Please restate each entry below, word for word.

(Records to use)

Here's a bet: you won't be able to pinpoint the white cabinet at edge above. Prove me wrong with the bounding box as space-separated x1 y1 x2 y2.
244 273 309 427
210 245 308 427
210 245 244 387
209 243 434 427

(End Records to use)

**Exercise answer**
Here's a bet: you won't be able to pinpoint the white cabinet at edge above. Prove me wrong with the bounding box as space-separated x1 y1 x2 y2.
244 273 309 427
210 245 308 427
210 245 244 387
209 243 434 427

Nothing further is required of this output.